> _Work instruction_
Take the line that contains "x=214 y=169" and all lines after it, up to and including the last line of the data, and write them out exactly; nothing else belongs in the answer.

> _Extracted information_
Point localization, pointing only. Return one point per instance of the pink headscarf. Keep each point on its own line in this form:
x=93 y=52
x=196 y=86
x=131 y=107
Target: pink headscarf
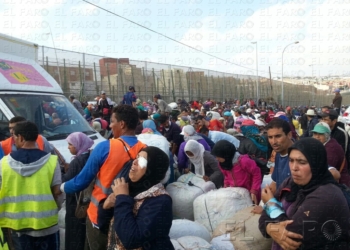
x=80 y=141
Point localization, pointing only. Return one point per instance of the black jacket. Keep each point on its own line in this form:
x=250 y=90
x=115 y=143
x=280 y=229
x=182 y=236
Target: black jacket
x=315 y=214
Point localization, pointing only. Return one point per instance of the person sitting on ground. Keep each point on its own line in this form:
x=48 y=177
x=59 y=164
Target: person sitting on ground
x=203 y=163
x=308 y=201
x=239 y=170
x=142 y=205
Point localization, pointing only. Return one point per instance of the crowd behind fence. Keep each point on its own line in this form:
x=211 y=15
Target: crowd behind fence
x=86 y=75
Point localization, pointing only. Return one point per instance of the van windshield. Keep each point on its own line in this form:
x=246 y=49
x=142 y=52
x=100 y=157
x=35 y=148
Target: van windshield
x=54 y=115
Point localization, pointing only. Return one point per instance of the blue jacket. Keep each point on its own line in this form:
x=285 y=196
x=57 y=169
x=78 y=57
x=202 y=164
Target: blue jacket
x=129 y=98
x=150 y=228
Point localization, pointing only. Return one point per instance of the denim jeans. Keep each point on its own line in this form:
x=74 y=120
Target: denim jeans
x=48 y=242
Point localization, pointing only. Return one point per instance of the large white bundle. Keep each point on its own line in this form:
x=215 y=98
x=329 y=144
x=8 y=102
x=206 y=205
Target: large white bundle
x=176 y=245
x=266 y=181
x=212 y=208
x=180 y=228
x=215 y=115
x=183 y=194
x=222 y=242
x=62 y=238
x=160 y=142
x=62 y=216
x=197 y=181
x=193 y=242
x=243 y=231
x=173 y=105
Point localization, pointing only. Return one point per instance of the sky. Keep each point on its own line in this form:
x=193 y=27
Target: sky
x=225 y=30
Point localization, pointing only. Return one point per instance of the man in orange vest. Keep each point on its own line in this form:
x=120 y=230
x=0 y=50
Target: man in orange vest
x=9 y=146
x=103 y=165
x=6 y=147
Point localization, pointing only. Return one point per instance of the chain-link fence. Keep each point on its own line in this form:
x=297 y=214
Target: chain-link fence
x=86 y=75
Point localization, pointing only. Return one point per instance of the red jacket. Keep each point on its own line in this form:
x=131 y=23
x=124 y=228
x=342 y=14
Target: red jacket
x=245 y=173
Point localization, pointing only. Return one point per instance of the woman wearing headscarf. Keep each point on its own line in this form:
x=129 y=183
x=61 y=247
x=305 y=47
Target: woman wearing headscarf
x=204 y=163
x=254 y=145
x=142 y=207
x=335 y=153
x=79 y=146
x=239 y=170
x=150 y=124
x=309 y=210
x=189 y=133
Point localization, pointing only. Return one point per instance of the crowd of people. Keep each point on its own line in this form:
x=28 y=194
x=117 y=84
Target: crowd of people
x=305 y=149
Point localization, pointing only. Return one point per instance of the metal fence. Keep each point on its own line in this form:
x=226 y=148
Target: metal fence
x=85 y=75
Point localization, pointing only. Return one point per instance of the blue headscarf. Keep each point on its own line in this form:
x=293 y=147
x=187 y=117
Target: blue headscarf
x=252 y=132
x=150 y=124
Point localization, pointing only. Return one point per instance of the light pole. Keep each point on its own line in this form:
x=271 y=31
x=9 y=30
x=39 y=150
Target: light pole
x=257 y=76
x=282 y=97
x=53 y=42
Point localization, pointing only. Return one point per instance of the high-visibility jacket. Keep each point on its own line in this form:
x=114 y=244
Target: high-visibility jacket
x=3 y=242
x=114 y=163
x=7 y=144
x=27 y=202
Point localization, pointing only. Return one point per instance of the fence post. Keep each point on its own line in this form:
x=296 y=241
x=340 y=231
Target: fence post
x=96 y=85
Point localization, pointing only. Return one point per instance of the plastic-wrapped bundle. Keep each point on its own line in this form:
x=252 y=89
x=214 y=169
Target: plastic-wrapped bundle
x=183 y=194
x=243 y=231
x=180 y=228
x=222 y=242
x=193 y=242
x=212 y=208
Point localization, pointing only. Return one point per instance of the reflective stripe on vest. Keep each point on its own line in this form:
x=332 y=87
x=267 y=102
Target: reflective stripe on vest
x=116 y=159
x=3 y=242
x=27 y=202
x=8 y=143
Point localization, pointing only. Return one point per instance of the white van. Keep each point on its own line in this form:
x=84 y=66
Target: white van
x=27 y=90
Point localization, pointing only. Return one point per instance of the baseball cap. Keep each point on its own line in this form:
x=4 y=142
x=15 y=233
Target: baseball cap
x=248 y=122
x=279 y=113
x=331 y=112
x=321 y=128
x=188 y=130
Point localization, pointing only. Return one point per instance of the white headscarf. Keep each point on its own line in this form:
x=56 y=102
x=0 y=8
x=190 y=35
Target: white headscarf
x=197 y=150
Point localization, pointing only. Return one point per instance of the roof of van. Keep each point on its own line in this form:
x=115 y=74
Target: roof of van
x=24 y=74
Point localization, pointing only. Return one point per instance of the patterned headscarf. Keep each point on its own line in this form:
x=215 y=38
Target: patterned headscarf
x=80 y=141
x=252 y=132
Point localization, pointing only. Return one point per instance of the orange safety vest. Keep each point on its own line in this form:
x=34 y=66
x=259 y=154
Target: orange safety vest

> _Answer to the exercise_
x=214 y=169
Target: plastic-wrapped bundle
x=183 y=194
x=243 y=231
x=180 y=228
x=222 y=242
x=193 y=242
x=212 y=208
Point localization, pointing only. Return one point per instance of the reflective stripe on vest. Keep each point on its own line in this form:
x=332 y=87
x=267 y=102
Target: reflective stripe on vest
x=116 y=159
x=3 y=242
x=27 y=202
x=8 y=143
Point localization, pointing only. Return one point per instance of the white van. Keep each point on its own line in this form:
x=84 y=66
Target: white van
x=27 y=90
Point localization, pointing only. Return one point per instance of the baseball cap. Keep each point on its own line in this form:
x=4 y=142
x=15 y=233
Target: baseball cap
x=248 y=122
x=279 y=113
x=331 y=112
x=321 y=128
x=188 y=130
Point localization, pointing only. Return one point per instance of the white headscarf. Keep each point on its own line in this form:
x=56 y=102
x=0 y=8
x=190 y=35
Target: white headscarf
x=197 y=150
Point localization, pointing only. Return one point per instance of the roof of van. Keep each point on its own line in this form:
x=115 y=74
Target: roof of van
x=24 y=74
Point localization, pointing only. Return one point per instance of the patterned headscarf. Keep each point on its own line in this form:
x=215 y=38
Target: patterned headscarf
x=80 y=141
x=252 y=132
Point localization, pointing only. Return one point per instance of the orange safety vest. Keep each point on its own line in this form:
x=34 y=66
x=259 y=154
Target: orange safety vest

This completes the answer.